_TEXTO DADO_.
----------------------------------------

Durante décadas, la política del hijo único coincidió con una fuerte preferencia cultural por los varones. La combinación produjo abortos selectivos y un desequilibrio de género sin precedentes. Aunque hoy la ley permite tener dos o más hijos, la mayoría de las familias no amplía su descendencia. El costo de la vivienda, la educación y el cuidado infantil hace que muchas parejas sigan optando por un solo hijo. En ese contexto, la lógica persiste de que si solo habrá uno, conviene asegurarse de que sea varón. La liberalización demográfica no eliminó el problema estructural, lo desplazó hacia circuitos ilegales.

Que esta oferta circulara durante años en plataformas digitales sin ser retirada plantea un dato clave para entender el caso. No se trata solo de fallos de vigilancia. Sugiere una convivencia prolongada entre la norma y su incumplimiento, alimentada por una demanda social que el Estado no ha logrado erradicar. Sin embargo, cuando la red fue desmantelada, la reacción oficial se centró en otro punto.

En los comunicados posteriores, la principal preocupación no fue la discriminación de género ni el impacto sanitario de estas prácticas. Fue la salida de material genético fuera del país. El Procuratorial Daily, medio vinculado a la fiscalía suprema, afirmó que el contrabando de recursos genéticos “cruza la línea roja de la bioseguridad nacional” y reclamó una respuesta coordinada entre tribunales, autoridades sanitarias y plataformas digitales. El énfasis es revelador: la sangre no se presenta como un problema ético, sino como un activo estratégico.

Ese enfoque se apoya en un marco legal reciente. La Ley de Bioseguridad de 2020 establece que los recursos genéticos humanos están bajo soberanía estatal y que su recolección, uso y transferencia internacional deben ser estrictamente controlados. En este marco, los cuerpos de los ciudadanos no son solo sujetos de derechos, sino también portadores de información considerada sensible para la seguridad nacional. La biología entra así en el mismo campo que las infraestructuras críticas o los datos estratégicos.

----------------------------------------

_DESCRIPCIÓN DEL EJERCICIO_.
Indica si cada una de las siguientes afirmaciones coincide con el texto sobre la política del hijo único, respondiendo sí o no y citando textualmente las palabras que lo deciden. 1. Hoy la ley permite tener más de un hijo. 2. Tras el desmantelamiento de la red, la principal preocupación oficial fue la discriminación de género. 3. La Ley de Bioseguridad de 2020 sitúa los recursos genéticos humanos bajo soberanía estatal.

----------------------------------------

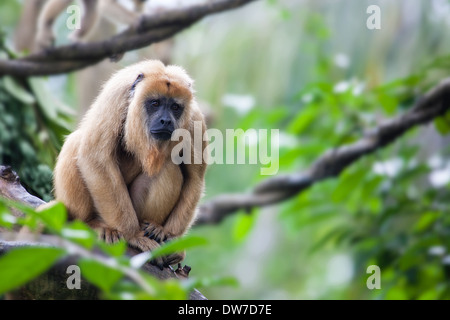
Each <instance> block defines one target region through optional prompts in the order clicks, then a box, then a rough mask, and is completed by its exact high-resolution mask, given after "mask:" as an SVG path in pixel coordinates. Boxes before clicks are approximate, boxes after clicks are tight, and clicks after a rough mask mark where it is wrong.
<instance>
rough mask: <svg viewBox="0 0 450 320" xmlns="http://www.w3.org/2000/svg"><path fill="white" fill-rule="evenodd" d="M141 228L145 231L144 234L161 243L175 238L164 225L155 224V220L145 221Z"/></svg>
mask: <svg viewBox="0 0 450 320" xmlns="http://www.w3.org/2000/svg"><path fill="white" fill-rule="evenodd" d="M141 229H142V230H143V231H144V236H145V237H148V238H149V239H152V240H155V241H156V242H158V243H159V244H162V243H163V242H166V241H167V240H170V239H172V238H173V235H172V234H171V233H170V232H167V231H166V230H164V227H163V226H160V225H158V224H155V223H153V222H144V223H142V224H141Z"/></svg>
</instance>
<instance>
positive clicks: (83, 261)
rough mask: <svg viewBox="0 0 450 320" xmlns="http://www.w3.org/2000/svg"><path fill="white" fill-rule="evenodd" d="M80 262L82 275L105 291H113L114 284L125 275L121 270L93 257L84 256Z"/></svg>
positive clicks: (80, 265)
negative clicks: (90, 258) (96, 259)
mask: <svg viewBox="0 0 450 320" xmlns="http://www.w3.org/2000/svg"><path fill="white" fill-rule="evenodd" d="M78 263H79V266H80V269H81V275H82V276H83V277H84V278H85V279H87V280H88V281H89V282H90V283H92V284H94V285H95V286H97V287H99V288H100V289H101V290H103V291H105V292H109V291H111V289H112V287H113V286H114V284H116V283H117V282H118V281H119V280H120V279H121V278H122V276H123V274H122V272H121V271H120V270H117V269H114V268H112V267H109V266H106V265H104V264H102V263H100V262H98V261H95V260H92V259H86V258H83V259H80V260H79V262H78Z"/></svg>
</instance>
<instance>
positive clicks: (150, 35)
mask: <svg viewBox="0 0 450 320" xmlns="http://www.w3.org/2000/svg"><path fill="white" fill-rule="evenodd" d="M252 1H255V0H218V1H214V2H208V3H206V4H200V5H193V6H190V7H186V8H183V9H174V10H168V11H166V12H164V13H160V14H154V15H148V16H144V17H143V18H142V20H141V21H140V23H139V26H138V27H137V28H131V29H129V30H126V31H124V32H122V33H121V34H118V35H116V36H113V37H111V38H110V39H107V40H104V41H98V42H91V43H74V44H71V45H65V46H60V47H57V48H49V49H48V50H46V51H45V52H41V53H37V54H31V55H29V56H26V57H24V58H20V59H16V60H0V75H15V76H41V75H51V74H59V73H65V72H69V71H74V70H79V69H82V68H85V67H87V66H89V65H93V64H95V63H98V62H99V61H101V60H103V59H105V58H109V57H114V56H117V55H120V54H122V53H125V52H127V51H130V50H135V49H139V48H143V47H146V46H149V45H150V44H152V43H155V42H159V41H162V40H164V39H167V38H170V37H171V36H173V35H175V34H176V33H178V32H180V31H182V30H184V29H185V28H188V27H189V26H190V25H192V24H193V23H195V22H197V21H199V20H200V19H202V18H204V17H205V16H207V15H211V14H215V13H218V12H222V11H226V10H231V9H234V8H237V7H240V6H243V5H245V4H247V3H250V2H252Z"/></svg>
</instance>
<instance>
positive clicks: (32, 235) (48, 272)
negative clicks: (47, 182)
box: [0, 165, 206, 300]
mask: <svg viewBox="0 0 450 320" xmlns="http://www.w3.org/2000/svg"><path fill="white" fill-rule="evenodd" d="M0 197H4V198H6V199H10V200H14V201H19V202H21V203H24V204H26V205H28V206H30V207H32V208H37V207H39V206H40V205H43V204H45V202H44V201H42V200H41V199H39V198H37V197H35V196H32V195H30V194H29V193H28V192H27V191H26V190H25V188H24V187H23V186H22V185H21V184H20V180H19V177H18V176H17V174H16V173H15V172H14V171H12V169H11V168H10V167H7V166H1V165H0ZM13 214H14V215H16V216H20V215H22V214H21V213H20V212H17V211H13ZM16 236H17V234H16V233H6V232H5V231H3V232H2V230H1V229H0V255H1V254H3V253H5V252H7V251H8V250H10V249H12V248H14V247H22V246H39V245H52V246H60V247H62V248H64V249H66V250H67V251H68V252H70V254H69V255H68V256H66V257H65V258H64V259H63V260H61V261H59V262H58V263H57V264H56V265H55V266H53V267H52V269H50V270H49V271H48V272H47V273H46V274H45V275H44V276H41V277H39V278H37V279H36V280H34V281H33V282H32V283H30V284H27V285H26V286H24V287H22V288H20V289H19V290H17V291H15V292H14V293H13V295H12V296H10V297H11V298H20V299H72V298H77V299H92V298H99V296H98V293H99V292H98V290H96V289H95V288H94V287H93V286H91V285H89V284H88V283H86V284H85V286H84V287H83V290H81V291H78V290H75V291H73V290H69V289H67V287H65V286H64V285H61V283H63V284H64V283H65V279H67V274H66V273H65V271H64V272H62V271H61V270H66V269H67V267H68V266H69V265H72V264H76V261H77V260H78V259H79V258H80V257H85V258H86V257H88V258H95V259H96V260H97V261H100V262H108V261H107V260H106V258H105V257H102V256H101V255H99V254H98V253H93V252H90V251H87V250H85V249H84V248H82V247H80V246H77V245H75V244H73V243H71V242H69V241H66V240H64V239H62V238H59V237H56V236H49V235H39V236H38V237H37V238H36V236H35V235H30V236H28V235H26V234H21V233H20V234H19V235H18V236H19V239H20V241H17V240H18V239H16V238H15V237H16ZM138 253H139V252H138V251H136V250H134V249H132V248H129V249H128V255H130V256H133V255H136V254H138ZM186 268H188V269H189V270H190V268H189V267H187V266H185V267H184V268H179V269H177V270H176V271H173V269H171V268H163V270H160V269H159V268H158V267H156V266H154V265H152V264H150V263H146V264H144V265H143V266H142V269H143V270H144V271H146V272H148V273H149V274H151V275H153V276H155V277H156V278H158V279H163V280H164V279H169V278H180V277H181V278H182V277H186V276H187V273H188V272H187V273H186ZM125 271H126V272H125V275H126V276H128V277H130V278H131V279H133V280H135V281H143V280H142V279H141V278H140V276H139V274H138V273H137V272H134V273H133V271H132V270H125ZM49 282H50V283H49ZM56 287H57V290H56V289H55V288H56ZM189 298H190V299H192V300H205V299H206V298H205V297H204V296H203V295H202V294H201V293H200V292H199V291H197V290H194V291H192V292H191V293H190V296H189Z"/></svg>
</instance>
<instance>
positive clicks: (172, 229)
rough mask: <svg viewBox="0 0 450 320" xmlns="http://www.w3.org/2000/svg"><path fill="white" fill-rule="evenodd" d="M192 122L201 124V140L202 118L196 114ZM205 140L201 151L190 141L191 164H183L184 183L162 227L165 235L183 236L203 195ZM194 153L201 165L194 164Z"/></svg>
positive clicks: (198, 163)
mask: <svg viewBox="0 0 450 320" xmlns="http://www.w3.org/2000/svg"><path fill="white" fill-rule="evenodd" d="M193 121H201V122H202V137H201V138H203V136H204V134H205V131H206V125H205V122H204V119H203V116H202V115H201V114H200V113H199V112H198V113H197V114H196V115H194V116H193ZM191 136H192V137H194V133H193V130H191ZM196 139H199V137H196ZM205 140H206V139H202V144H201V150H200V148H199V146H196V144H195V143H194V141H192V148H191V150H192V154H191V164H183V171H184V172H183V175H184V178H185V182H184V183H183V187H182V189H181V194H180V199H179V200H178V202H177V204H176V205H175V208H174V209H173V210H172V212H171V213H170V215H169V217H168V218H167V220H166V222H165V223H164V226H163V228H164V231H165V233H168V234H170V235H172V236H175V237H178V236H181V235H183V234H184V233H185V232H186V230H187V229H188V228H189V227H190V225H191V223H192V222H193V218H194V215H195V209H196V207H197V204H198V202H199V201H200V198H201V196H202V193H203V187H204V180H205V172H206V167H207V163H206V161H205V160H206V159H204V157H203V151H204V150H205V148H206V147H207V145H208V143H207V141H205ZM194 153H197V157H201V163H198V164H196V163H195V161H194V160H195V159H194V158H195V157H194Z"/></svg>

----------------------------------------

_TU SOLUCIÓN_.
1. Sí: «hoy la ley permite tener dos o más hijos».
2. No: «la principal preocupación no fue la discriminación de género ni el impacto sanitario de estas prácticas. Fue la salida de material genético fuera del país».
3. Sí: «La Ley de Bioseguridad de 2020 establece que los recursos genéticos humanos están bajo soberanía estatal».